### 課題
原文によると、『悠久幻想曲』はどの会社から発売されましたか。

### 原文

========================

第29話 悠久幻想曲(ADV)

 前作に発売された『エターナルメロディ』の続編としてメディアワークスから発売された悠久シリーズの第一作目。


 パッケージなどから一見、万人受けしにくいギャルゲー(美少女ゲーム?)のようなイメージがあるが、そのような要素はなく、れっきとした男女の友情をモチーフとした育成アドベンチャーゲーム(以下略ADV)である。


 今回も『エターナルメロディ』と同じくサターンとプレステの両機種で発売され、さらに両盤は共に癒し系の主題歌とエンディング曲だが、サターンとプレステでは歌手が違い、一部のシナリオも丸ごと違う内容とこだわった設定となっている。


 ──物語は親もいない風来坊であった主人公が、アリサが経営する何でも屋のお店で住み込みで働くことになり、そこにいるアリサとアリサの知り合いの仲間たちと仲良く暮らしていた所から始まる。


 長年、この街での暮らしも悪くないと充実な毎日を過ごしていた主人公だったが、たまたま現場にいた主人公が美術品を窃盗した泥棒扱いとなり、いきなりの逮捕。


 アリサが保釈金を払ってくれたため、何とか釈放されたが、徐々に街の人々から煙たがれるようになる。


 このままでは一年後、主人公は街から追い出されることになり、その期間では到底払いきれない多額の保釈金で借金を抱えたアリサの店も倒産してしまう。


 それを防ぐには住民からの支持を受けるための裁判の審議が必要で、住民から良い評価と審議のためのお金を得るために、この街の仲間たちと協力して審議のために真っ当に働いて生きるのだが──。

========================

### 記録の抜粋
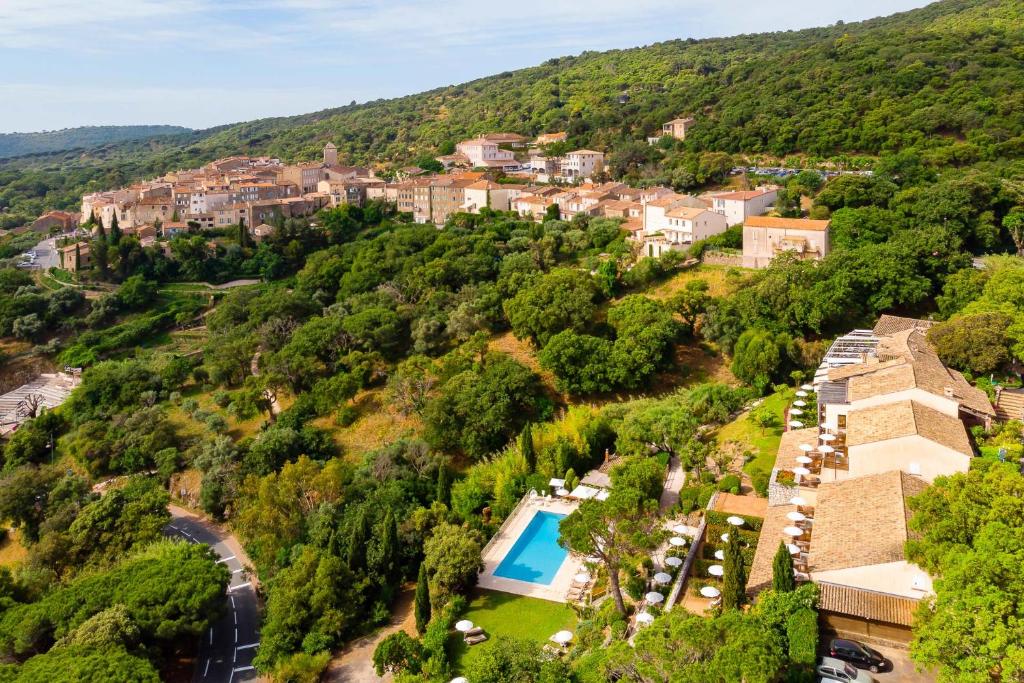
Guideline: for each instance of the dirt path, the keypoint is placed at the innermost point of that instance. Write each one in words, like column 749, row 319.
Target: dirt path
column 355, row 663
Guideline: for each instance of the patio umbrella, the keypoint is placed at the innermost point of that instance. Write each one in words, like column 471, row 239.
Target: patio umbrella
column 562, row 637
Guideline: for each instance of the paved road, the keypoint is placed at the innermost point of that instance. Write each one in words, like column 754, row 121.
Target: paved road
column 226, row 651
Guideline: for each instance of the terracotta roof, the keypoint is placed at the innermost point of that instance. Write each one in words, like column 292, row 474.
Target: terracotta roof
column 866, row 604
column 861, row 521
column 906, row 418
column 689, row 213
column 786, row 223
column 890, row 325
column 743, row 195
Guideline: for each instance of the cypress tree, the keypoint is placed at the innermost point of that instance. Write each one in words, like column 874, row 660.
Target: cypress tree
column 357, row 542
column 422, row 604
column 526, row 446
column 782, row 578
column 389, row 546
column 734, row 589
column 443, row 494
column 115, row 229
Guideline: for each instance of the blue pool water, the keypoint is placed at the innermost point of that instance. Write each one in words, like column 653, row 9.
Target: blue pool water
column 536, row 555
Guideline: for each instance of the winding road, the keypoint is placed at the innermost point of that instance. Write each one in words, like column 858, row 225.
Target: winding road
column 226, row 651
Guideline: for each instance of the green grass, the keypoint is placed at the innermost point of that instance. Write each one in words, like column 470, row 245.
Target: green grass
column 762, row 442
column 513, row 615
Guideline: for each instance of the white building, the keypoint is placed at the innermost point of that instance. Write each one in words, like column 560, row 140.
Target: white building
column 737, row 207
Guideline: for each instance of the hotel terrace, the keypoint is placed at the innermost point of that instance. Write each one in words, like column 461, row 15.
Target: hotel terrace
column 881, row 421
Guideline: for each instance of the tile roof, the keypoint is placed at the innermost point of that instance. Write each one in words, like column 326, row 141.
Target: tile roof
column 866, row 604
column 905, row 418
column 861, row 521
column 788, row 223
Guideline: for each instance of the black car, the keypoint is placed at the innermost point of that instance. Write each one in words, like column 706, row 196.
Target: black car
column 858, row 654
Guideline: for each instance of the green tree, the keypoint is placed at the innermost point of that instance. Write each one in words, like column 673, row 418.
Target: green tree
column 782, row 577
column 734, row 580
column 613, row 530
column 421, row 605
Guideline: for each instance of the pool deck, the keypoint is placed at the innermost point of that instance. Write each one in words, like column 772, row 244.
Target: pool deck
column 502, row 544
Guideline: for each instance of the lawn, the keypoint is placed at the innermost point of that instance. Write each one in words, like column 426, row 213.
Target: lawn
column 762, row 442
column 513, row 615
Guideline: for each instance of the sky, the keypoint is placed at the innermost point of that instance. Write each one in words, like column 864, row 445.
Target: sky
column 206, row 62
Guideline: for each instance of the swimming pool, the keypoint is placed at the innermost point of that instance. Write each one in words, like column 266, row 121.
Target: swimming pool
column 536, row 556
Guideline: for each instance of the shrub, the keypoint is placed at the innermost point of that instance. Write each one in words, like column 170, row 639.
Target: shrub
column 729, row 482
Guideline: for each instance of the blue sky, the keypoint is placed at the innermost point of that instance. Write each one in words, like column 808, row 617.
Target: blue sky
column 204, row 62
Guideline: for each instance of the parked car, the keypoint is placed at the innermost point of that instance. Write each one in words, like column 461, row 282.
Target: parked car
column 835, row 671
column 858, row 654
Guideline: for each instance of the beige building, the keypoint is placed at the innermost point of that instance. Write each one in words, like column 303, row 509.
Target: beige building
column 765, row 238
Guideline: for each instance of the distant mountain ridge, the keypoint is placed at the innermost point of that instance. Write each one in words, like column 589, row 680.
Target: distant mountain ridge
column 17, row 144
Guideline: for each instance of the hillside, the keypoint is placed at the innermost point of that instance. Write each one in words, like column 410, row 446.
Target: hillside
column 946, row 79
column 16, row 144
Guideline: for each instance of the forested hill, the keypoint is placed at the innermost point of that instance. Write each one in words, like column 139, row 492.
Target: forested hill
column 947, row 79
column 16, row 144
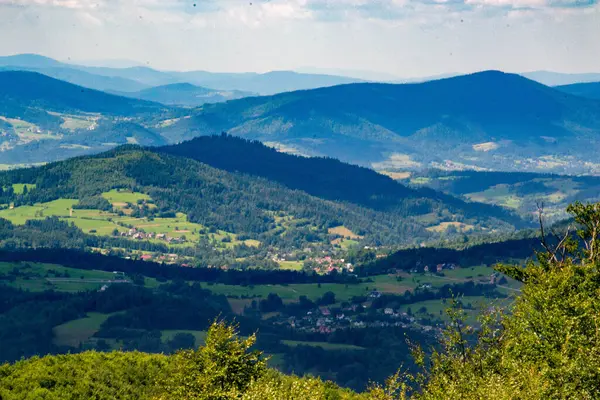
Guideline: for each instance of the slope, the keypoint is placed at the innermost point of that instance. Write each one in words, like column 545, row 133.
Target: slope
column 22, row 90
column 589, row 90
column 325, row 177
column 267, row 83
column 185, row 94
column 484, row 120
column 250, row 206
column 43, row 119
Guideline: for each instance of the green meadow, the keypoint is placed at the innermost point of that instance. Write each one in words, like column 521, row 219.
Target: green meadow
column 104, row 222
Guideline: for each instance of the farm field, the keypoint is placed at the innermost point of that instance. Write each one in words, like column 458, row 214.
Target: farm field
column 324, row 345
column 104, row 223
column 38, row 277
column 291, row 265
column 200, row 336
column 472, row 306
column 76, row 332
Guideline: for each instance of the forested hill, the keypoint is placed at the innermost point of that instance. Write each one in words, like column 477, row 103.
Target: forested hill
column 323, row 177
column 486, row 120
column 21, row 90
column 246, row 205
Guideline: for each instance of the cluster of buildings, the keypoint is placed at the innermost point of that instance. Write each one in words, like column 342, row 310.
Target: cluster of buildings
column 139, row 234
column 328, row 264
column 325, row 320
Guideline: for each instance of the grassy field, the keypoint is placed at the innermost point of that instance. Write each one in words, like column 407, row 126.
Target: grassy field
column 38, row 277
column 313, row 291
column 120, row 197
column 324, row 345
column 19, row 187
column 104, row 223
column 443, row 227
column 291, row 265
column 344, row 232
column 200, row 336
column 78, row 331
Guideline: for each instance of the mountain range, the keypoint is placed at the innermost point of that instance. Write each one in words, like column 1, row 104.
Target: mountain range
column 590, row 90
column 184, row 94
column 488, row 120
column 248, row 189
column 137, row 78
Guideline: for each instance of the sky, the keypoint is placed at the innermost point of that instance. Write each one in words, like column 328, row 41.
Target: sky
column 401, row 38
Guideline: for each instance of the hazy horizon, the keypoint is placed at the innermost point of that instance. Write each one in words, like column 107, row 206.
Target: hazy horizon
column 399, row 38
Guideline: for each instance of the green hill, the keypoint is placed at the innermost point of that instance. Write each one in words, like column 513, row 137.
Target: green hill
column 489, row 120
column 285, row 209
column 185, row 95
column 590, row 90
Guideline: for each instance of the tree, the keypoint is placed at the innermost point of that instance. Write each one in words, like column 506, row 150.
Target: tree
column 223, row 369
column 545, row 347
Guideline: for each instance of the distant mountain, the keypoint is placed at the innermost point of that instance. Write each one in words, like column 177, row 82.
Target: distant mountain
column 44, row 119
column 590, row 90
column 21, row 90
column 484, row 120
column 264, row 84
column 267, row 83
column 29, row 61
column 557, row 78
column 82, row 78
column 185, row 94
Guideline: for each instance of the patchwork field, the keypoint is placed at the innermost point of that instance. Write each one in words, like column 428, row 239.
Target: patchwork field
column 324, row 345
column 105, row 223
column 38, row 277
column 78, row 331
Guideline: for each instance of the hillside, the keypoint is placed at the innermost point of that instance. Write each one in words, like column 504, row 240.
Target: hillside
column 500, row 358
column 521, row 192
column 285, row 209
column 185, row 94
column 485, row 120
column 267, row 83
column 322, row 177
column 551, row 78
column 589, row 90
column 21, row 90
column 44, row 119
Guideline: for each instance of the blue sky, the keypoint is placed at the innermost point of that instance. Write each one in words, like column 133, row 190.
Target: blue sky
column 400, row 37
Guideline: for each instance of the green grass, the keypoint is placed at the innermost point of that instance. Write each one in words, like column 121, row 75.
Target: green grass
column 104, row 223
column 170, row 334
column 324, row 345
column 291, row 265
column 18, row 187
column 292, row 292
column 124, row 196
column 76, row 332
column 39, row 277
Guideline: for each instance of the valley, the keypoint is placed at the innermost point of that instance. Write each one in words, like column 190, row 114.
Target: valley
column 344, row 221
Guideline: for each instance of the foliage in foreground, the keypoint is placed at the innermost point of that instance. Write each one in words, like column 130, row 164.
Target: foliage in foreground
column 548, row 347
column 223, row 369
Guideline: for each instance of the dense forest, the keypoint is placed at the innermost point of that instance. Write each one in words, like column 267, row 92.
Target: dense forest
column 544, row 346
column 369, row 204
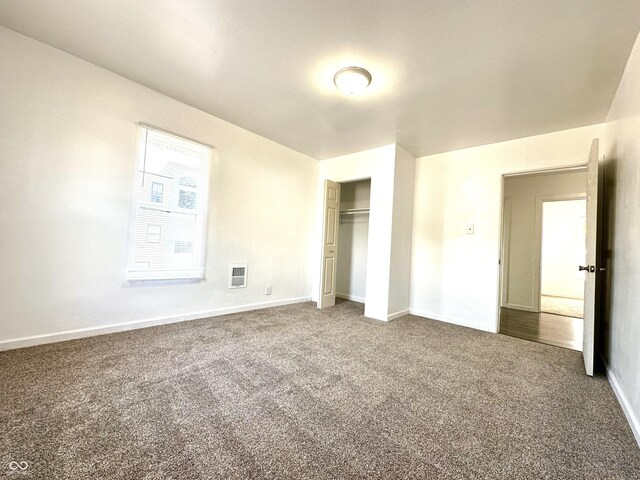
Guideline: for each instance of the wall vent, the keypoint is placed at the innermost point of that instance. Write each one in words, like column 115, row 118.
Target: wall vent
column 238, row 275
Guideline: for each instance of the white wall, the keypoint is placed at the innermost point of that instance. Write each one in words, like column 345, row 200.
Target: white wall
column 378, row 165
column 400, row 276
column 563, row 248
column 621, row 324
column 353, row 238
column 67, row 147
column 454, row 276
column 525, row 194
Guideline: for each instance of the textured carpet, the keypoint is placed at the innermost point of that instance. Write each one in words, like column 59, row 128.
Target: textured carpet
column 293, row 392
column 567, row 307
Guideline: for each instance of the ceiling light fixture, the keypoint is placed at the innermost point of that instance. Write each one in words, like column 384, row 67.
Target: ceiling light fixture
column 352, row 80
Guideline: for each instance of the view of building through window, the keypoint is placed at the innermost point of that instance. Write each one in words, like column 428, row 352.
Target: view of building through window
column 169, row 208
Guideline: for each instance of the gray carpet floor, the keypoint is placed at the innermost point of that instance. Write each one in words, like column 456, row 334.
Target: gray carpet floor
column 293, row 392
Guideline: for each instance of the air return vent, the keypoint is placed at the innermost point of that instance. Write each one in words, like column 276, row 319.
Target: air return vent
column 238, row 276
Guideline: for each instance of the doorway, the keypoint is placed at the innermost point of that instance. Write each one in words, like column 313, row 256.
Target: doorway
column 563, row 247
column 543, row 243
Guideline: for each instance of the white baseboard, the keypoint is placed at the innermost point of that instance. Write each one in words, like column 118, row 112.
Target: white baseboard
column 353, row 298
column 524, row 308
column 401, row 313
column 135, row 324
column 632, row 418
column 454, row 321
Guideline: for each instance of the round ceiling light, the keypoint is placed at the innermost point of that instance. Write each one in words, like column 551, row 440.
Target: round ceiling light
column 352, row 80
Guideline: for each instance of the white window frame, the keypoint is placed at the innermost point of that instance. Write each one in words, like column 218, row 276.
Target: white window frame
column 141, row 202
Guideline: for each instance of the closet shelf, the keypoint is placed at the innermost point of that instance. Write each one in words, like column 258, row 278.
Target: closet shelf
column 354, row 211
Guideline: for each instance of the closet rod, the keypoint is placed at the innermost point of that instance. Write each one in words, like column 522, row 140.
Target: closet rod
column 354, row 211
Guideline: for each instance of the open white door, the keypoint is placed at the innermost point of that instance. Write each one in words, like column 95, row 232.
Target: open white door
column 330, row 224
column 593, row 267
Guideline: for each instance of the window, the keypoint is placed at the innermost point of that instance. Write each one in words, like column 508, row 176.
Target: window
column 169, row 207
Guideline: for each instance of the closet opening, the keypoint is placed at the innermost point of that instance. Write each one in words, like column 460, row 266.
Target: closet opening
column 353, row 238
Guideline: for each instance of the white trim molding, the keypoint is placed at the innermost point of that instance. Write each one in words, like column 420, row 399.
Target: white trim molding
column 453, row 321
column 401, row 313
column 634, row 421
column 136, row 324
column 353, row 298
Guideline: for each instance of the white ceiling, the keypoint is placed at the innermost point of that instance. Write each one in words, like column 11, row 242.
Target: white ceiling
column 447, row 74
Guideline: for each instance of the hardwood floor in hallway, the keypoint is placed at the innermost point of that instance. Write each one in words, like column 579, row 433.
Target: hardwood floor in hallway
column 542, row 327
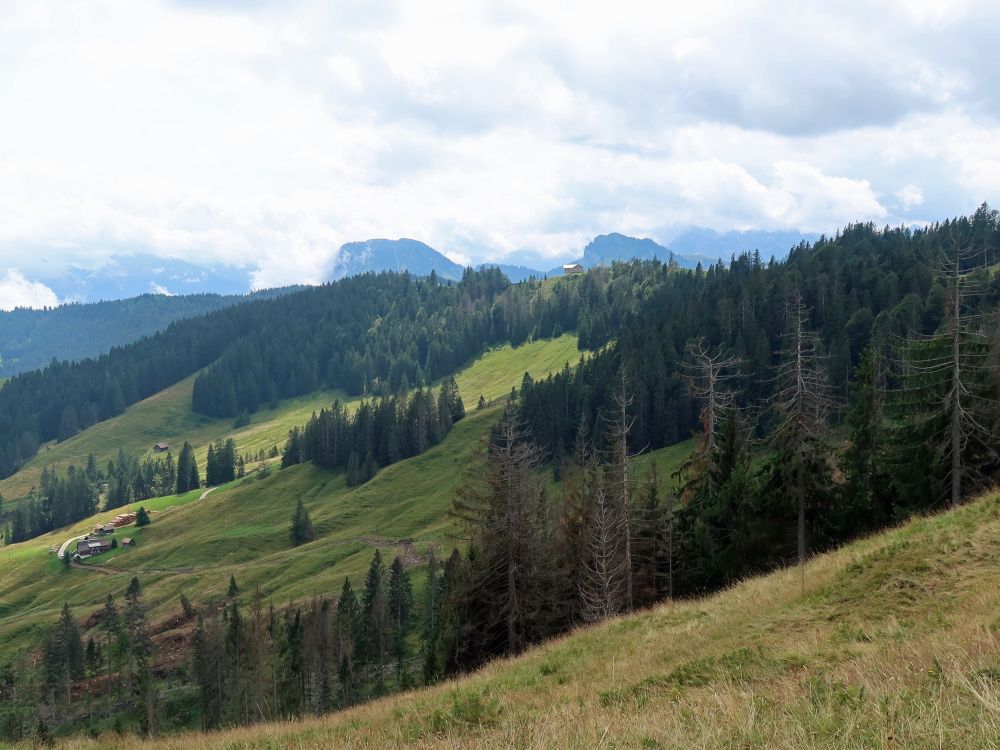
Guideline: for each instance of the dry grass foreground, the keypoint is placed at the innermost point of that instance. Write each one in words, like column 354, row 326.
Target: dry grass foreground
column 892, row 644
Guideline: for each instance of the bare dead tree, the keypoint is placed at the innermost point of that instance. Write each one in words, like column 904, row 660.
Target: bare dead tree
column 942, row 371
column 709, row 375
column 505, row 521
column 603, row 580
column 620, row 482
column 803, row 402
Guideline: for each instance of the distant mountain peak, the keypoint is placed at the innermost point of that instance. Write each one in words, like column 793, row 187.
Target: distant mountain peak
column 400, row 255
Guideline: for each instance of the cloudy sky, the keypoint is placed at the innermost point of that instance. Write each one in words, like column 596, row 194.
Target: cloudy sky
column 269, row 133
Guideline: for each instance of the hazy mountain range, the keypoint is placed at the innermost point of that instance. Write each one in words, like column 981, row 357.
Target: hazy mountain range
column 126, row 276
column 691, row 247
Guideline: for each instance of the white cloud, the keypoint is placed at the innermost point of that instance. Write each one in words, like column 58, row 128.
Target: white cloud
column 268, row 134
column 910, row 196
column 17, row 291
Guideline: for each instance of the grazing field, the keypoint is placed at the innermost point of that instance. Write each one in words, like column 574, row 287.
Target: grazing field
column 241, row 528
column 891, row 642
column 167, row 416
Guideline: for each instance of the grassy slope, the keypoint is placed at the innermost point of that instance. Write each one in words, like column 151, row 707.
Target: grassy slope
column 892, row 643
column 167, row 416
column 241, row 528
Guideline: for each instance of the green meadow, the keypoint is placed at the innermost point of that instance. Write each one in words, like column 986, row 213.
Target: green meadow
column 167, row 415
column 241, row 529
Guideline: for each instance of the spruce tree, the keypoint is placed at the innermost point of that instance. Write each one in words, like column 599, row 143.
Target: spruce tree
column 400, row 596
column 301, row 529
column 376, row 620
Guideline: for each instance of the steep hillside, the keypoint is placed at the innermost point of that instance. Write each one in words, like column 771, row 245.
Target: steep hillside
column 167, row 416
column 32, row 338
column 242, row 528
column 890, row 642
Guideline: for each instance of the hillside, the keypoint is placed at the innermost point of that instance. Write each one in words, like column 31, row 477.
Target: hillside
column 168, row 417
column 892, row 642
column 32, row 338
column 242, row 528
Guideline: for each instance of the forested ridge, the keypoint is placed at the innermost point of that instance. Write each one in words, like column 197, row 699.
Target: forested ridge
column 830, row 395
column 372, row 334
column 30, row 339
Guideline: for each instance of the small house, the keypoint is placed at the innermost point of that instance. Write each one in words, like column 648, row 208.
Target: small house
column 123, row 519
column 90, row 547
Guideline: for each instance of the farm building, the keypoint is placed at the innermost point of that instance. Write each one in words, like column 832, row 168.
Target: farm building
column 90, row 547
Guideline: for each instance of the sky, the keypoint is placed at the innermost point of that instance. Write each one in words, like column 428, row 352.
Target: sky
column 267, row 134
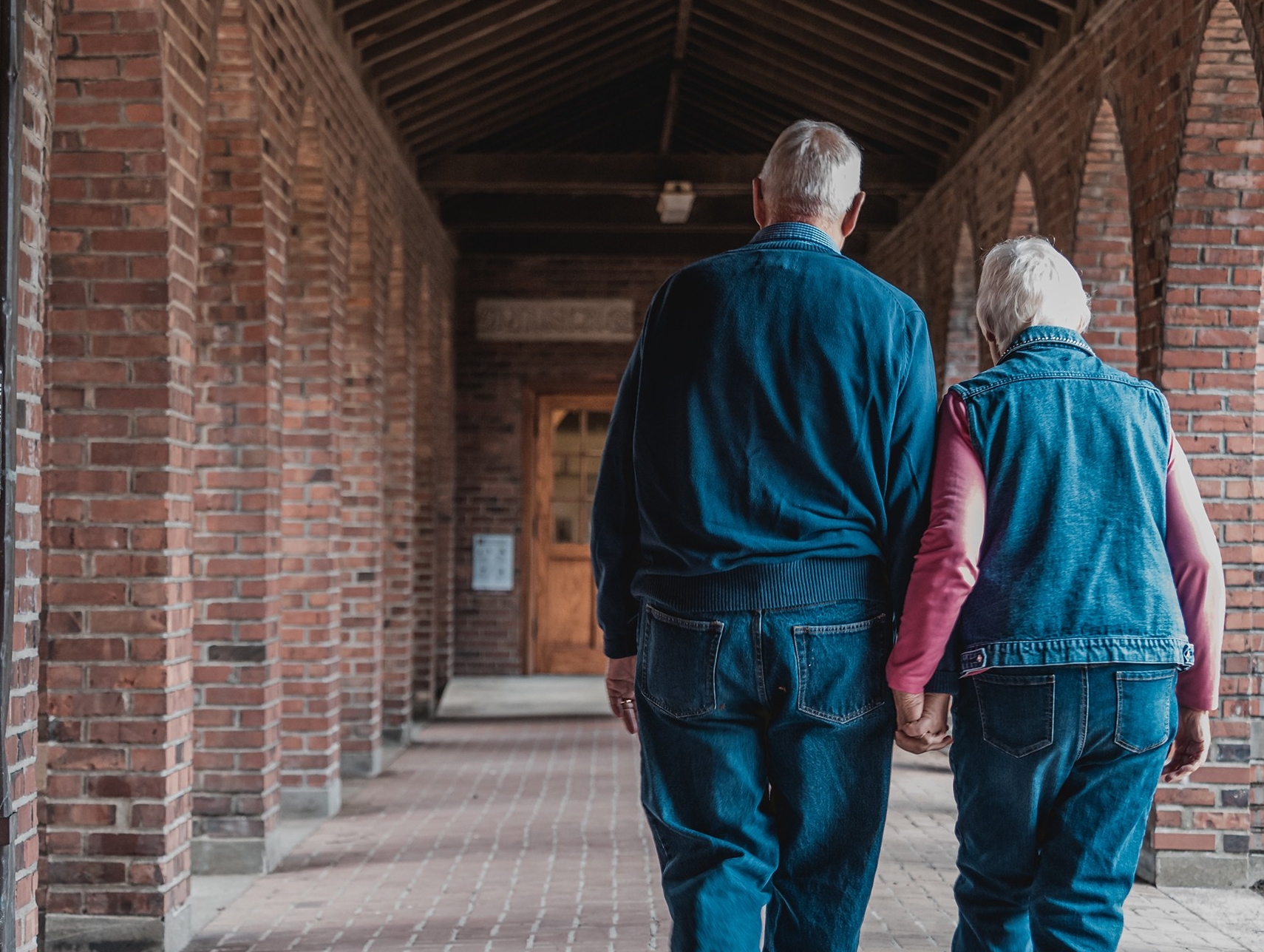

========================

### 正解
メディアワークスから発売されました。